Short exercise:
Reproduce verbatim the portion of the items below that begins with the line containing "Please mark the cameraman" and ends with the line containing "Target: woman with red hair", including both of those lines.

Data entries:
============================================================
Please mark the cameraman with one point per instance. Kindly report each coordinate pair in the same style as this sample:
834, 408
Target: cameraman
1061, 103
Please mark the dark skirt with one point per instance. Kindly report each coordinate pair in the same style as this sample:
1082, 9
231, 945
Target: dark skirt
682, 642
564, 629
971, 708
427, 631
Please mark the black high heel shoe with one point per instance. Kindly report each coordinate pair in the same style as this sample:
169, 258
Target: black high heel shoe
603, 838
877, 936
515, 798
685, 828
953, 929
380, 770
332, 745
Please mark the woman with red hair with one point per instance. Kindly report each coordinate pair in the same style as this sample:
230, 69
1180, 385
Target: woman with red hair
============================================================
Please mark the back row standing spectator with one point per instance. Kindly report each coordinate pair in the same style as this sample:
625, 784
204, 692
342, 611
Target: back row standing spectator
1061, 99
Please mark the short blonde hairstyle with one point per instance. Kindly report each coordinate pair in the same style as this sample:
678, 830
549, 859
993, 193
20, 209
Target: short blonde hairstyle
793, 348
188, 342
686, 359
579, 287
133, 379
============================================================
Result below:
Please mark the cameraman with one point per instance. Kindly report each coordinate pair in the same style as this sample:
834, 408
Target: cameraman
1061, 103
Please mark the dark skirt with one point per instance. Kindly report each coordinate pair in the same style as this sample:
1082, 9
231, 945
Target: dark skirt
682, 642
564, 629
971, 708
427, 631
Please mark the black high heel shoe with one point per instance. Kindly report each coordinate pair in the same style as this sample:
169, 258
Target: black high heel shoe
603, 838
877, 936
515, 798
685, 828
953, 929
380, 770
332, 745
Please mark the woman with red hair with one point per instance. Kindly report each coordinate pair in the same style as this sample:
230, 69
1180, 385
Target: woman with red hair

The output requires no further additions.